___ DATASET CONTENT

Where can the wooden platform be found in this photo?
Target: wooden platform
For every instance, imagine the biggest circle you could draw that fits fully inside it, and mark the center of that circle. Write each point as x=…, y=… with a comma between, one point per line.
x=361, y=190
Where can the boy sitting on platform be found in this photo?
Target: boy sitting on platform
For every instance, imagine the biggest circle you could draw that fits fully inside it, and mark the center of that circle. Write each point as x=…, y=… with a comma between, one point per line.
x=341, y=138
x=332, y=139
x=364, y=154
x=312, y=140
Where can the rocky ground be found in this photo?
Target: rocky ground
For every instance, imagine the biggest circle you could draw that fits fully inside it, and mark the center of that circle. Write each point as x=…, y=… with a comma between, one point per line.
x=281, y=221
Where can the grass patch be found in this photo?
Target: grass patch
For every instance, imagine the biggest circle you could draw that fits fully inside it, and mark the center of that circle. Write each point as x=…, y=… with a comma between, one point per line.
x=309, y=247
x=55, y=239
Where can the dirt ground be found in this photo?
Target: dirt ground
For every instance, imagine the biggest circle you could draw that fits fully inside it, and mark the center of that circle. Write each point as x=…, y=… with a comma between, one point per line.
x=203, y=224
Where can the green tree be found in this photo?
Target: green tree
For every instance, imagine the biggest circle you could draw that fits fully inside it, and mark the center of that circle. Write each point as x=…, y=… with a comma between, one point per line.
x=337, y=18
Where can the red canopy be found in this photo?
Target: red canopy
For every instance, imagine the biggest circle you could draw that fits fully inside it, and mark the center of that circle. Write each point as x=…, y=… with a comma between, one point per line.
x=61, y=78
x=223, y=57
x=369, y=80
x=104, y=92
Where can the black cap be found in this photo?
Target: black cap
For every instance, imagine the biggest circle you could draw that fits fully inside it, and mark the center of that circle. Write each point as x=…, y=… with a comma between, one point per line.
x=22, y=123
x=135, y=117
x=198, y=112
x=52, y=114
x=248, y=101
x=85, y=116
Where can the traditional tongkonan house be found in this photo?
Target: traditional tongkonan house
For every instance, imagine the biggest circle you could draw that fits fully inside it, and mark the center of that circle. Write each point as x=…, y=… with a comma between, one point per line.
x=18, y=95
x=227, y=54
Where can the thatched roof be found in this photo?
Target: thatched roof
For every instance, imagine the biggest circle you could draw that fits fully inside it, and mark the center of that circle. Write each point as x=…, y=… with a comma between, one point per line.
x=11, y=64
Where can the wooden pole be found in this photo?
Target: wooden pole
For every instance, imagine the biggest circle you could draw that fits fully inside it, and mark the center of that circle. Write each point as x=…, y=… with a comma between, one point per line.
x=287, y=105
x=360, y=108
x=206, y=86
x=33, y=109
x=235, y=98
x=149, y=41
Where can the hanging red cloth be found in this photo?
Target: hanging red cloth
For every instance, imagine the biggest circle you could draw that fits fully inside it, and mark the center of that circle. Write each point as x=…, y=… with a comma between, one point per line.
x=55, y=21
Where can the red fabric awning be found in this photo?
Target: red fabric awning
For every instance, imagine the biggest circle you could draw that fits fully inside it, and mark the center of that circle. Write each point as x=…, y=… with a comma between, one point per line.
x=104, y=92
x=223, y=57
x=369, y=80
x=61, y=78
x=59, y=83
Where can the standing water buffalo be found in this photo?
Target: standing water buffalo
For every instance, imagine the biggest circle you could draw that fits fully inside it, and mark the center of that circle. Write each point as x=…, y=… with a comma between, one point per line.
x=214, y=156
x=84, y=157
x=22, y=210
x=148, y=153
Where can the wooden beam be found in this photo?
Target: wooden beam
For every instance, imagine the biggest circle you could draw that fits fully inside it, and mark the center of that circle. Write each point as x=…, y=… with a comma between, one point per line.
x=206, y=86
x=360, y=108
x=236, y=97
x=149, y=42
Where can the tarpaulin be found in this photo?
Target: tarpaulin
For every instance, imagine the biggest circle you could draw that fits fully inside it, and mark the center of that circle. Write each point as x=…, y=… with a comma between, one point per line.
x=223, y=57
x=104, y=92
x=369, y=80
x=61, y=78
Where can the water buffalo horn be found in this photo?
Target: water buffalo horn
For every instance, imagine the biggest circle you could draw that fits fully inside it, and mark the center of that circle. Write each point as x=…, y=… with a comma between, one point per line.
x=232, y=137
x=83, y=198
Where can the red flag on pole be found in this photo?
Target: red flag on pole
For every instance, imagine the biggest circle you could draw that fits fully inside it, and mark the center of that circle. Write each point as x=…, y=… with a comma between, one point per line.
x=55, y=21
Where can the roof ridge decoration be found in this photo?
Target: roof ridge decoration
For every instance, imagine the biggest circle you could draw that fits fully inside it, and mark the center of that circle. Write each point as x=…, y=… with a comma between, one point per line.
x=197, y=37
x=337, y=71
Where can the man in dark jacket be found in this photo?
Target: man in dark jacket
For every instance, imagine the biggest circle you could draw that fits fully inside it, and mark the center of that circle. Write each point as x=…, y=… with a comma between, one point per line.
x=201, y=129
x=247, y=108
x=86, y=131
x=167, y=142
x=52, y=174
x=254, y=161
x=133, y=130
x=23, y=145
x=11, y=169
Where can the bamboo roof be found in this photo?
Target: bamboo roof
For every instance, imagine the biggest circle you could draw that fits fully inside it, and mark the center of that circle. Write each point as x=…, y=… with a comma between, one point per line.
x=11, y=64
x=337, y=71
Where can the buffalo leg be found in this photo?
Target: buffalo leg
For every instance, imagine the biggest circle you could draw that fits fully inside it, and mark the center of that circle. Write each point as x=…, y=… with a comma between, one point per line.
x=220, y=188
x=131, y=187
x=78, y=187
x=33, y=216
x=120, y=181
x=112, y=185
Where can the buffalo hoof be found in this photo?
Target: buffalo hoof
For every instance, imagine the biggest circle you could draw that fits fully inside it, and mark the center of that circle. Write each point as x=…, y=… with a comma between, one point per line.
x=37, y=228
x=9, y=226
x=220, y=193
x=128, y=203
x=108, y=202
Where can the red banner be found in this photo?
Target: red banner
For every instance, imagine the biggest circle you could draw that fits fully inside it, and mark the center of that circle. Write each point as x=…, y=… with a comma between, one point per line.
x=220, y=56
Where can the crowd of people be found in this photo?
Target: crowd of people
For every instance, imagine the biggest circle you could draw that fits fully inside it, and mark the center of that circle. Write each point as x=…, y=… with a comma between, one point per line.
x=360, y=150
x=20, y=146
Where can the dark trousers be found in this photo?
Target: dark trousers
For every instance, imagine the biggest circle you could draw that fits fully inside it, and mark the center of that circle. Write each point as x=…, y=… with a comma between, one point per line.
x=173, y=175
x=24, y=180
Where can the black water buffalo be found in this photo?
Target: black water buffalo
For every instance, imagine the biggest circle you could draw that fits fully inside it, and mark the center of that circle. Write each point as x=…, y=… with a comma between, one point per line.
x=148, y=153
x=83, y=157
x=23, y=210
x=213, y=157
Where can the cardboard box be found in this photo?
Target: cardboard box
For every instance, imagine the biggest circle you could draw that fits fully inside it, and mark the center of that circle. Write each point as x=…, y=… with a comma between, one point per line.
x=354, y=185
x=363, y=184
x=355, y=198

______

PROMPT: Rewrite all the lines above as a two-column CSV with the headers text and answer. Give one row for each group of lines followed by its points, with the group in one quoted field and its points in the other, and replace every line break with a space.

RESPONSE TO THIS EXERCISE:
text,answer
"Where can the wooden platform be found in this photo? Target: wooden platform For every instance, imagine the biggest circle you could draw that fits fully inside it, and mark the center of that circle. Write each point as x=…, y=… with a comma between, one point per line.","x=361, y=190"
"Where can the boy sitting on platform be found in this photo? Target: boy sitting on platform For every instance, imagine the biggest circle you could draw that fits fully inside it, and mark the center of that circle. Write each point as x=…, y=… with a comma between, one point per line.","x=341, y=138 x=332, y=139 x=364, y=154 x=312, y=140"
"Where can the rocky ground be found in this photo? Target: rocky ground For every instance, imagine the biggest circle you could draw that fits fully inside it, and mark the center of that circle. Write each point as x=…, y=… with a comma between, one point per line.","x=281, y=221"
"Where can the grass patch be found in this photo? Target: grass patch For every instance, imagine the biggest circle you could draw that fits fully inside it, and mark the center of that circle. Write each point as x=…, y=… with a comma between, one point per line.","x=309, y=247 x=55, y=239"
"Where can the dirt ground be found in this photo? Target: dirt ground For every instance, imagine the biggest circle you could draw that fits fully inside it, and mark the center of that circle. Write each point as x=…, y=… with a comma between, one point per line.","x=203, y=224"
"Where can the green tree be found in this photo? Target: green tree For every instance, imagine the biggest circle you could draw that fits fully inside it, and mark the center of that circle. Write each point as x=…, y=… with a comma between, one point per line.","x=337, y=18"
"Where can the red canopy be found in this photo? Target: red canopy For every instance, imagine the biggest circle you could draw that fits fully inside it, and mark the center of that circle. Write each point as x=…, y=… with a comma between, one point per line.","x=61, y=78 x=223, y=57 x=369, y=80 x=104, y=92"
"Where can the black cap be found in this photo? Target: black cap For every instance, imagine the biggest circle you could draw that fits fully inside it, and mark the center of that circle. Write each point as x=…, y=… with a comma between, one point per line.","x=22, y=123 x=135, y=117 x=198, y=112 x=52, y=114 x=248, y=101 x=85, y=116"
"Where can the traditional tongkonan house be found in this photo? Target: traditional tongkonan house For every instance, imagine the biggest circle you could draw that fits fully inside it, and mark the center of that circle. Write each point as x=…, y=… with a comma between, one point per line.","x=18, y=95 x=227, y=54"
"Where can the thatched roof be found in this photo? Target: thatched roof For every instance, imagine the biggest circle you could draw that fits fully inside it, and mark the center of that circle. Write each point as x=…, y=… with a comma between, one point per line.","x=11, y=64"
"Where can the wooden pole be found in this photo? Target: wooden pole For every instance, imagine the biggest circle you could draw that fits fully inside it, and mark the center of that circle. Write each point as x=…, y=… with a comma between, one point per line.","x=287, y=105 x=360, y=108 x=206, y=86 x=33, y=109 x=235, y=98 x=149, y=41"
"Where can the hanging red cloth be found in this photo? Target: hanging red cloth For every instance, imagine the biggest circle you could draw that fits fully inside it, and mark the center of that circle. Write each point as x=…, y=… with a comma between, one point per line.","x=55, y=21"
"Where can the red fabric awning be found in this photo? Target: red fabric awning For every instance, imagine the biggest circle you could draw that fits fully inside it, and mark the center of that circle. Write each point as x=…, y=… with a comma between, one point per line.","x=104, y=92 x=223, y=57 x=369, y=80 x=61, y=78 x=59, y=83"
"Where can the standing water buffalo be found in this photo? Target: standing water buffalo For every instance, imagine the biggest circle you could draw that fits fully inside it, and mark the center of that circle. Write each point as x=…, y=… with a comma between, one point per line.","x=214, y=156 x=84, y=157 x=22, y=210 x=148, y=153"
"Where can the wooden beam be found in this photo? Target: wooden beam For every instance, imagine the biggest circle you could draw that fits fully inside it, and mark the center of that circle. Write each point as x=…, y=… with a comma between, one point per line.","x=206, y=86 x=360, y=108 x=236, y=97 x=149, y=42"
"Where can the tarpaulin be found in this photo? Target: tarpaulin For every instance, imagine the biggest circle you could draw that fits fully inside it, and mark the center of that circle. Write each point as x=…, y=… with a comma between, one point per line.","x=223, y=57 x=104, y=92 x=369, y=80 x=61, y=78"
"Where can the water buffalo horn be found in this photo? Target: water buffalo horn For every instance, imagine the biggest circle you could draw that fits fully inside it, and mark the center of that circle. Write each point as x=…, y=… with a comma between, one point per line.","x=232, y=137 x=83, y=198"
"Where can the red flag on pole be found in this photo? Target: red flag on pole For every instance, imagine the biggest circle you could draw that fits fully inside it, and mark the center of that circle. Write each point as x=…, y=… with a comma between, one point per line.","x=55, y=21"
"Where can the roof ridge decoration be found in this photo? Target: roof ridge decoration For every instance, imagine the biggest circle you could draw that fits fully inside it, and mark the center of that circle. Write each point as x=…, y=… with a comma between, one point per line.","x=197, y=37 x=337, y=71"
"Where can the man in dark jacket be found in this photo? Target: man in dark jacket For every instance, imagine the biggest circle you could draw that fits fully inside it, and mark the center of that circle. Write each point as x=…, y=… with a comma between, one point per line.","x=201, y=129 x=247, y=108 x=86, y=131 x=167, y=142 x=52, y=174 x=254, y=161 x=133, y=130 x=23, y=145 x=11, y=169"
"Where can the bamboo roof be found in this photo? Target: bamboo roof For every instance, imagine the biggest circle you could draw that fits fully inside it, and mark the center of that circle. Write each point as x=…, y=… with a comma between, one point per line.","x=11, y=64 x=337, y=71"
"Where can the buffalo leg be found in this photo? Target: buffalo leg For every instance, imagine the biggest circle you could draw that fits fully inside it, and mark the center of that circle. Write each point as x=…, y=… with a comma between, one point per line.","x=220, y=188 x=131, y=187 x=78, y=187 x=33, y=216 x=120, y=181 x=112, y=185"
"Where can the buffalo hoof be found in this photo? Target: buffalo hoof For every instance, imagine the biggest circle you could draw that fits fully inside it, and mark the center of that circle. Write each point as x=…, y=… with a comma between, one point per line.","x=37, y=228 x=9, y=226 x=220, y=193 x=128, y=203 x=108, y=202"
"Where can the red banner be found in this photo? Target: red banner For every instance, imagine the biggest circle you could draw that fits fully inside it, and mark the center of that circle. Write each point as x=…, y=… with a comma between, one point per line.","x=220, y=56"
"Where can the crowd of people be found in this photo? Target: crowd of people For every instance, imagine the biggest circle you could draw that fits fully inside it, and mark the center of that circle. Write each point as x=…, y=… with a comma between, one point per line.","x=360, y=150 x=20, y=146"
"Where can the dark trousers be found in this photo? Target: dark trousers For every instance, imagine the biggest circle you could draw that fits fully inside it, and mark the center of that circle. Write each point as x=…, y=… with a comma between, one point per line.","x=173, y=175 x=24, y=180"
"Where can the black water buffalo be found in this photo? Target: black water buffalo For every instance, imagine the biggest circle you could draw that fits fully inside it, and mark the center of that circle. Write each point as x=…, y=… with a comma between, one point per line.","x=148, y=153 x=83, y=157 x=23, y=210 x=213, y=157"
"Where can the cardboard box be found in this photo? Target: cardboard box For every instance, imagine the biggest circle you could draw that fits fully inside it, and mark the center of that circle. Write each point as x=…, y=… with a comma between, one point per line.","x=354, y=185 x=363, y=184 x=355, y=198"